▶ _本文_
# # # #

2008年の12月に見た映画「님은 먼곳에 」(ニムンモンゴセ・あの人は
遠くへ
)のレポです。

映画のあらすじは平凡な主婦であるスニ(スエ)がベトナム戦争に行った
旦那さん(オム・テウン)を探しに行く話、というと情熱的な感じですが、
実際はほとんど会話のない夫婦で、スニが軍隊にいる夫をたずねて月一回、
面会するシーンがあるのですが、夫に「お前、おれの事を愛してるのか?」
と聞かれてもスニは答えることができません。それもそのはずで、夫には
愛人がいました。(以下、長文です)



面会から帰って来たスニが同居している姑に「息子の様子はどうだった?」
と聞かれて、思いつめたように「あの人には恋人がいるんです」というと、
当然のように「愛人と正妻は別だよ」という姑(息子が外に女性をつくり、
家に寄りつかないのはすべて嫁が悪いという考え)やがて夫はスニから逃
げるように黙ってベトナム戦争へ行き、それを知った姑は半狂乱になります。

# # # #

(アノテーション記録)
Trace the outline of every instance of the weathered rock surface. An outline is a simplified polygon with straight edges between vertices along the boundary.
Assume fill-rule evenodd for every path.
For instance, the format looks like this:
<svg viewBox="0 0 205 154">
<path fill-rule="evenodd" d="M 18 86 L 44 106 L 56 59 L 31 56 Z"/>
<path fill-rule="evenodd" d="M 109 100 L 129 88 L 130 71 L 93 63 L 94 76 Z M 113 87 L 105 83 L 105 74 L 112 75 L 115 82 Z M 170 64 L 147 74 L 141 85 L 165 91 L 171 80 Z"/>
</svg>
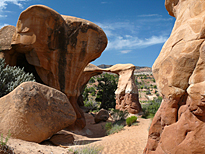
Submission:
<svg viewBox="0 0 205 154">
<path fill-rule="evenodd" d="M 92 76 L 101 74 L 102 72 L 111 72 L 119 75 L 119 82 L 116 94 L 116 109 L 127 110 L 129 113 L 139 113 L 141 105 L 138 98 L 138 88 L 134 79 L 135 66 L 132 64 L 116 64 L 110 68 L 101 69 L 93 64 L 89 64 L 80 78 L 80 91 L 84 89 L 85 85 Z M 78 99 L 80 101 L 80 98 Z M 80 102 L 79 102 L 80 104 Z"/>
<path fill-rule="evenodd" d="M 101 109 L 96 115 L 95 115 L 95 123 L 99 123 L 101 121 L 107 121 L 109 118 L 109 113 L 105 109 Z"/>
<path fill-rule="evenodd" d="M 11 65 L 16 63 L 16 55 L 11 47 L 12 37 L 16 31 L 16 27 L 8 25 L 0 29 L 0 58 L 5 58 L 6 62 L 11 62 Z"/>
<path fill-rule="evenodd" d="M 76 113 L 62 92 L 36 82 L 24 82 L 0 98 L 0 132 L 40 143 L 71 125 Z"/>
<path fill-rule="evenodd" d="M 80 96 L 78 97 L 78 105 L 79 106 L 83 106 L 83 99 L 82 99 L 82 93 L 83 90 L 86 86 L 86 84 L 88 83 L 88 81 L 90 80 L 91 77 L 102 74 L 103 70 L 93 64 L 88 64 L 82 75 L 80 76 L 79 82 L 78 82 L 78 89 L 80 91 Z"/>
<path fill-rule="evenodd" d="M 49 141 L 56 146 L 68 146 L 73 144 L 74 140 L 73 135 L 65 131 L 57 132 L 49 139 Z"/>
<path fill-rule="evenodd" d="M 176 22 L 152 67 L 163 101 L 144 153 L 204 153 L 205 1 L 166 0 L 165 6 Z"/>
<path fill-rule="evenodd" d="M 76 111 L 76 123 L 83 128 L 78 82 L 84 68 L 106 45 L 105 33 L 94 23 L 34 5 L 21 13 L 11 41 L 14 53 L 5 58 L 10 65 L 30 65 L 28 70 L 36 72 L 39 82 L 65 93 Z"/>
<path fill-rule="evenodd" d="M 135 84 L 134 70 L 132 64 L 116 64 L 110 68 L 104 69 L 119 75 L 119 81 L 116 94 L 116 109 L 127 110 L 129 113 L 139 113 L 141 105 L 139 103 L 138 88 Z"/>
</svg>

# # # #

▶ _課題一覧_
• a. この映画レポで、夫に恋人がいると打ち明けたスニに、姑は何と言いましたか。
• b. この映画レポでは、面会の場面でスニが夫の問いに答えられなかった理由がどう説明されているか述べてください。

▶ _順番どおりの回答_
• a. 「愛人と正妻は別だよ」と言いました。

• b. スニは夫に「お前、おれの事を愛してるのか?」と聞かれても答えることができませんでした。レポは、夫には愛人がいたのだから、それもそのはずだと説明しています。